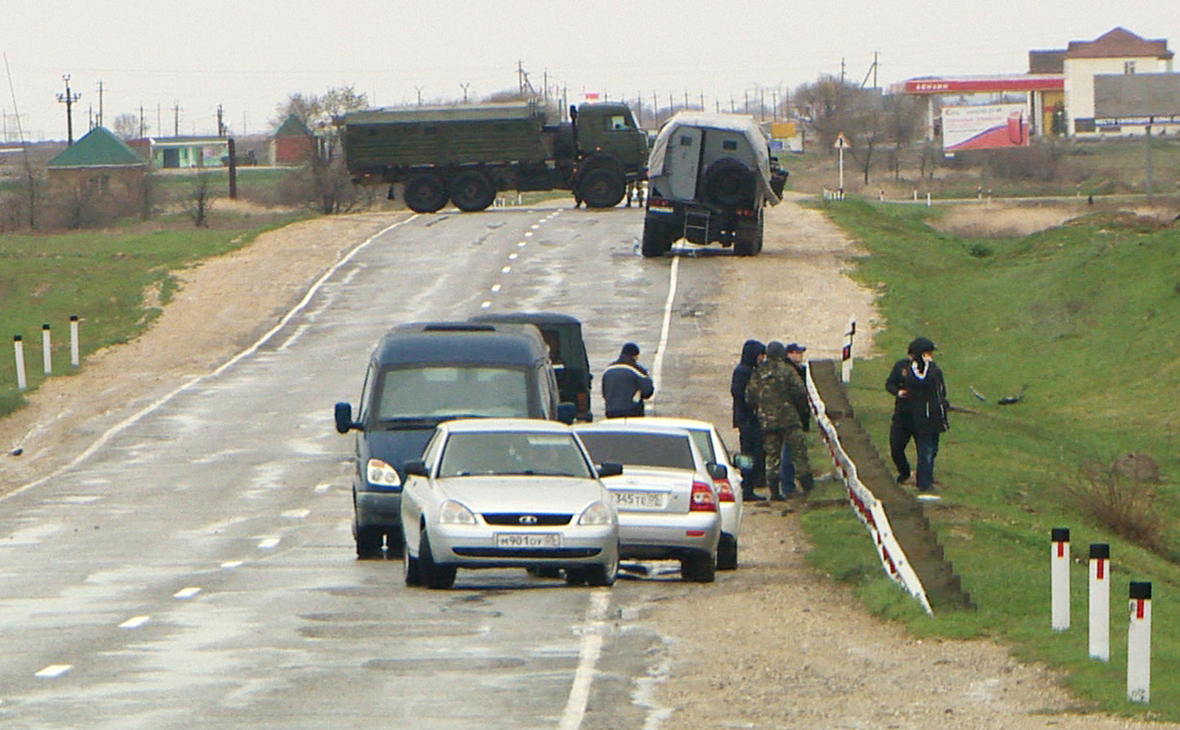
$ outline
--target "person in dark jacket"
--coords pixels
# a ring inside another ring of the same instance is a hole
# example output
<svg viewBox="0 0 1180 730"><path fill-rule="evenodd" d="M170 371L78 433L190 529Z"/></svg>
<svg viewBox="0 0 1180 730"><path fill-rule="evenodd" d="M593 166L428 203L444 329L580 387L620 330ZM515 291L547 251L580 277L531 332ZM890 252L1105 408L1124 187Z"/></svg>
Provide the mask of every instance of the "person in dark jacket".
<svg viewBox="0 0 1180 730"><path fill-rule="evenodd" d="M639 364L639 345L623 345L619 359L602 373L602 398L606 401L607 418L642 416L643 402L655 393L655 385L647 370Z"/></svg>
<svg viewBox="0 0 1180 730"><path fill-rule="evenodd" d="M795 493L795 460L791 441L803 430L798 398L807 391L795 369L787 364L781 342L766 345L766 358L746 386L746 401L758 412L762 451L766 454L766 482L770 499L781 501Z"/></svg>
<svg viewBox="0 0 1180 730"><path fill-rule="evenodd" d="M766 454L762 451L762 427L758 412L746 401L746 386L758 367L758 360L766 352L766 345L758 340L746 340L742 356L729 379L729 394L733 396L733 427L738 430L738 444L742 453L750 457L750 468L742 469L742 499L760 501L754 492L766 486Z"/></svg>
<svg viewBox="0 0 1180 730"><path fill-rule="evenodd" d="M787 365L799 376L798 382L792 382L791 397L795 403L795 410L799 411L798 430L787 432L787 445L791 449L791 459L795 462L795 478L803 493L807 494L815 487L815 475L811 472L811 461L807 454L807 437L804 434L811 430L811 397L807 393L807 364L803 353L807 348L797 342L787 345Z"/></svg>
<svg viewBox="0 0 1180 730"><path fill-rule="evenodd" d="M939 435L950 428L946 381L934 363L935 349L931 340L916 338L907 348L908 356L894 363L885 380L885 389L894 396L889 455L897 468L897 481L902 484L910 478L906 447L913 439L918 450L918 491L924 494L935 491L934 459L938 456Z"/></svg>

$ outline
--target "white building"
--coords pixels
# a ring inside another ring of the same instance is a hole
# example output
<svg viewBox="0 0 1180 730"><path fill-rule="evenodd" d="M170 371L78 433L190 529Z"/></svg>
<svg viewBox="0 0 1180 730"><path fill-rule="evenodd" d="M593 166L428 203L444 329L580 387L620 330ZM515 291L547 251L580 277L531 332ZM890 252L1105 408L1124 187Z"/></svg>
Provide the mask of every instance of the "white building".
<svg viewBox="0 0 1180 730"><path fill-rule="evenodd" d="M1147 119L1104 120L1094 114L1094 77L1108 74L1172 73L1168 41L1144 40L1115 28L1092 41L1070 41L1064 56L1065 110L1069 134L1078 137L1145 133ZM1153 134L1180 134L1180 109L1156 119Z"/></svg>

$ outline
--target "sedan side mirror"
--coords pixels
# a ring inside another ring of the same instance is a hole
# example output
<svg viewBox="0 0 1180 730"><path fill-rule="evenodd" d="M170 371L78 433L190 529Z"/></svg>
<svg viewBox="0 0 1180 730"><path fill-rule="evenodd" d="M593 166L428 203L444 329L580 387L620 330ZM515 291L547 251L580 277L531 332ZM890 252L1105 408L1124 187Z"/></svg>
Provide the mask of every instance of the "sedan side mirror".
<svg viewBox="0 0 1180 730"><path fill-rule="evenodd" d="M710 461L706 468L709 470L709 476L713 479L729 478L729 469L725 468L725 464L718 464L715 461Z"/></svg>
<svg viewBox="0 0 1180 730"><path fill-rule="evenodd" d="M598 465L598 478L617 477L623 473L623 465L613 461L604 461Z"/></svg>
<svg viewBox="0 0 1180 730"><path fill-rule="evenodd" d="M411 459L405 463L406 476L428 477L430 470L426 468L426 462L421 459Z"/></svg>
<svg viewBox="0 0 1180 730"><path fill-rule="evenodd" d="M749 454L734 454L733 465L739 469L749 471L754 468L754 457Z"/></svg>
<svg viewBox="0 0 1180 730"><path fill-rule="evenodd" d="M352 404L337 403L336 404L336 431L338 433L348 433L354 428L360 428L359 423L353 423L352 420Z"/></svg>

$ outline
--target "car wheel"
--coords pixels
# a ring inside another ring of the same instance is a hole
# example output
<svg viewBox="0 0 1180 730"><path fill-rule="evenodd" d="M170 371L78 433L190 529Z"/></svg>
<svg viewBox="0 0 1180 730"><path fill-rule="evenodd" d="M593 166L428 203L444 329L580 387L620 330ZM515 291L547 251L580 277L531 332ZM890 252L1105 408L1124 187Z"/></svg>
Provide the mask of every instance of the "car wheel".
<svg viewBox="0 0 1180 730"><path fill-rule="evenodd" d="M438 176L424 173L406 183L405 199L415 213L437 213L447 204L447 189Z"/></svg>
<svg viewBox="0 0 1180 730"><path fill-rule="evenodd" d="M641 250L645 258L663 256L672 250L672 227L663 221L643 222L643 242Z"/></svg>
<svg viewBox="0 0 1180 730"><path fill-rule="evenodd" d="M525 568L529 575L534 578L560 578L561 568L554 568L551 566L544 566L540 568Z"/></svg>
<svg viewBox="0 0 1180 730"><path fill-rule="evenodd" d="M680 579L694 583L712 583L717 577L717 561L709 553L693 553L680 560Z"/></svg>
<svg viewBox="0 0 1180 730"><path fill-rule="evenodd" d="M756 256L762 250L762 219L738 221L734 231L733 252L738 256Z"/></svg>
<svg viewBox="0 0 1180 730"><path fill-rule="evenodd" d="M613 208L627 195L627 182L619 173L600 167L586 173L578 192L588 208Z"/></svg>
<svg viewBox="0 0 1180 730"><path fill-rule="evenodd" d="M586 582L592 586L613 586L615 578L619 576L619 558L615 553L614 560L609 563L591 565L586 569Z"/></svg>
<svg viewBox="0 0 1180 730"><path fill-rule="evenodd" d="M705 171L705 199L719 208L749 207L756 184L753 170L732 157L722 157Z"/></svg>
<svg viewBox="0 0 1180 730"><path fill-rule="evenodd" d="M418 558L410 555L407 549L402 550L402 576L408 586L422 585L422 570Z"/></svg>
<svg viewBox="0 0 1180 730"><path fill-rule="evenodd" d="M451 202L459 210L475 212L484 210L496 199L492 182L480 172L464 170L451 181Z"/></svg>
<svg viewBox="0 0 1180 730"><path fill-rule="evenodd" d="M586 569L585 568L566 568L565 569L565 584L567 586L584 586L584 585L586 585Z"/></svg>
<svg viewBox="0 0 1180 730"><path fill-rule="evenodd" d="M721 542L717 543L717 570L737 570L738 542L729 533L721 533Z"/></svg>
<svg viewBox="0 0 1180 730"><path fill-rule="evenodd" d="M427 588L446 590L455 585L453 565L439 565L434 562L434 554L430 552L430 540L426 537L426 530L422 531L422 538L418 541L418 572L422 574L422 582Z"/></svg>
<svg viewBox="0 0 1180 730"><path fill-rule="evenodd" d="M360 527L354 529L356 533L356 556L360 560L373 560L381 557L380 527Z"/></svg>
<svg viewBox="0 0 1180 730"><path fill-rule="evenodd" d="M385 531L385 557L395 560L402 556L406 549L406 539L400 527Z"/></svg>

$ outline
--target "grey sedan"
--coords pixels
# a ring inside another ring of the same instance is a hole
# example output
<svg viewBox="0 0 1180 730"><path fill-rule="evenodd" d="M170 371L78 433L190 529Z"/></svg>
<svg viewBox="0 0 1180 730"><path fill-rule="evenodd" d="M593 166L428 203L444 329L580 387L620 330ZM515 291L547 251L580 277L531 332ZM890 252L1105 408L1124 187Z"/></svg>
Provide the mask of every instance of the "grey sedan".
<svg viewBox="0 0 1180 730"><path fill-rule="evenodd" d="M603 474L619 474L604 465ZM565 571L609 586L619 567L618 511L573 431L553 421L441 424L406 463L401 516L407 585L450 588L459 568Z"/></svg>

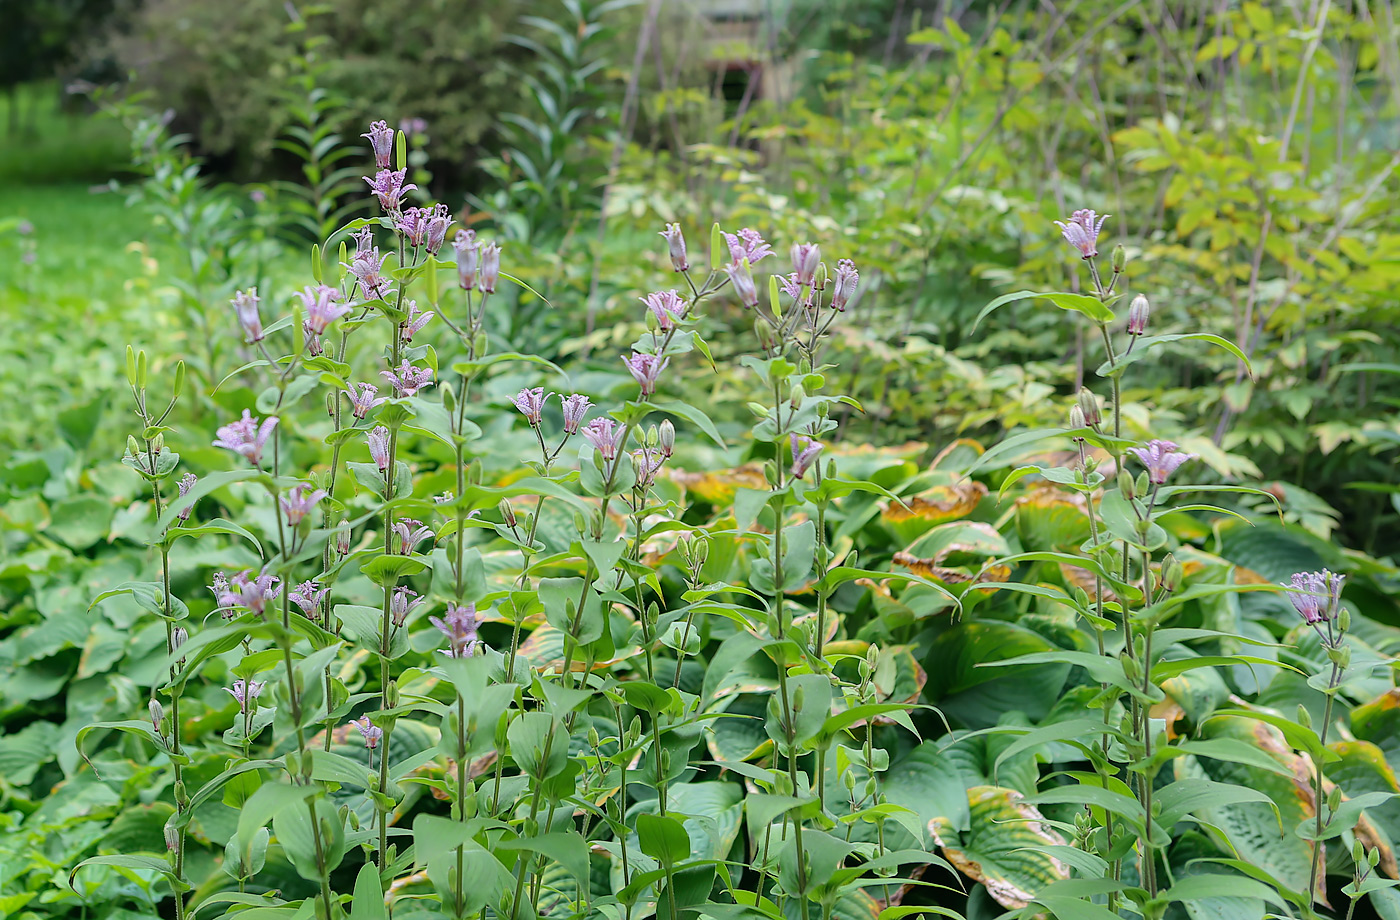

=======

Search the entries for the word "target". Copy every line where it occurs.

◆ **Solution**
--target "person in dark jacket"
--target "white building"
--target "sedan side mirror"
--target "car wheel"
--target "grey sedan"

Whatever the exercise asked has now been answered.